Dr. Andy Pruitt  19:28

So, I probably have some vascular scarring from all those bad positions and all those I want to look like Bernardino positions, right? For our younger listeners, we already know, he was a great guy back in the day, right? I probably have some vascular scarring that leads to, if bad enough, can lead to erectile dysfunction, even with a better position, better saddles, and those kinds of things.

 

Chris Case  20:04

The only solution for reversing that would be to stop riding or do you think that stuff is permanent?

 

Dr. Andy Pruitt  20:11

The vascular scarring is perineum but we have ways medically to get around that, right? So, you live a normal life, but it is permanent it’s no different than heart disease, right? The scarring that occurs, sclerosis that occurs in any artery,

 

Chris Case  20:29

Sure.

 

Dr. Andy Pruitt  20:32

So yeah, transient, I think the last thing you probably want to talk about is this transient. numbness. Let’s say you’re a perfect biomechanical 10, you got a perfect bike position, you’re riding a full-suspension mountain bike, you got lots of squish, right?

 

Chris Case  20:51

Yeah.

 

Dr. Andy Pruitt  20:51

And you go on a really technical mountain bike ride, and full suspension bikes can come back to get you every now and again, they can buck up into you as that rear suspension returns to neutral. So, every now and then, you can get just a little quick bop,

 

Chris Case  21:08

Yes, I know what you are talking about.

 

Dr. Andy Pruitt  21:09

Yes, and you can get a little transit, it’s like hitting your funny bone, right? That’s not so funny, but anyway, you hit your funny bone, you get a transient numbness, and it will typically be gone within a few hours after your ride. If not, you have probably suffered a neural contusion and I probably would visit with a urologist If your transient numbness isn’t so transient. So, the bottom line here, get the right saddle, right size saddle, get it in the right place for your particular experience of the day.

 

Chris Case  21:48

Don’t suffer, there is no reason to suffer anymore.

 

Dr. Andy Pruitt  21:52

There is no reason to suffer anymore. You should be able to ride your bicycle really want to without suffering, other than physical exertion.

 

Chris Case  21:59

Yes, you’re right. Very good.

 

Dr. Andy Pruitt  22:01

Yeah.

 

Chris Case  22:01

Excellent. All right, so all, if somebody does have an issue like this, what should they do?

 

How To Solve Male Related Saddle Diseases

Dr. Andy Pruitt  22:09

Well, I think if it’s early on in their process, right? Even if it’s not early on, if it’s chronic, I’m happy to chat with these folks in our sports medicine consultation time, happy to help figure out whether this is a bike fit need, whether it’s a saddle choice, or whether it’s a referral to the local urologist. I think, happy to help and talk, but if this is not a transient thing and you’ve already been suffering, please just go talk to your urologist.

 

Chris Case  22:38

Right. Great advice.

 

Chris Case  22:40

Thank you again, Dr. Pruitt, always a pleasure, and thank you again today for joining us at Fast Talk Labs.

════

- [Assignment]: According to the podcast transcript, how soon after a ride does transient numbness typically go away?

Collected data
════

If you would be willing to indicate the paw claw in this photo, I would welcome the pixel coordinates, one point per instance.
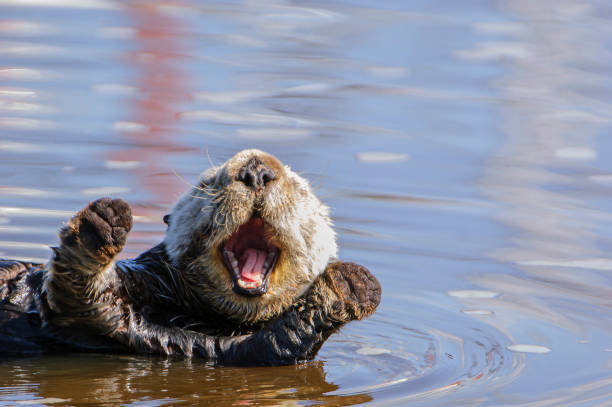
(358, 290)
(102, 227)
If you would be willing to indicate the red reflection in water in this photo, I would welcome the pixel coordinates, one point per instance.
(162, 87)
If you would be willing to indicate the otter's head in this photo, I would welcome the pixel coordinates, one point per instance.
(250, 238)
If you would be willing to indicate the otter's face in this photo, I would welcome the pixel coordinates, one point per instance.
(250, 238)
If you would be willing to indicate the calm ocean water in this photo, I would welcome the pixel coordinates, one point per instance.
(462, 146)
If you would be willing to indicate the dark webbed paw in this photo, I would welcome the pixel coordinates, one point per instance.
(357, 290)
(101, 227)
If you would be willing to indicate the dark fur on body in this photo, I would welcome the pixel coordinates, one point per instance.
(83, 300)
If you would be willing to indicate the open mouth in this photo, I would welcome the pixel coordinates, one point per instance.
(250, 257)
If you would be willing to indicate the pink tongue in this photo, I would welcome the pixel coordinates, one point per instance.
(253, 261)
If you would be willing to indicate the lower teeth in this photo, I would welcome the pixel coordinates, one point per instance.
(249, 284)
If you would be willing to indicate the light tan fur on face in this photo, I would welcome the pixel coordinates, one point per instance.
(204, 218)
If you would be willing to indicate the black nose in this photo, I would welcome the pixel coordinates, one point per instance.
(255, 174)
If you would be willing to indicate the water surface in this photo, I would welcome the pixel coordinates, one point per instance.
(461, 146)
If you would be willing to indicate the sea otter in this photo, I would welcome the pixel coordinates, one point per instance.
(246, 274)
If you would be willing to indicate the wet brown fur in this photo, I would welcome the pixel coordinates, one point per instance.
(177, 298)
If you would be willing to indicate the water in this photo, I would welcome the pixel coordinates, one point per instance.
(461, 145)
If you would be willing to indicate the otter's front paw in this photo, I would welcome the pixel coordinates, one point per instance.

════

- [Task solution]: It is typically gone within a few hours after the ride.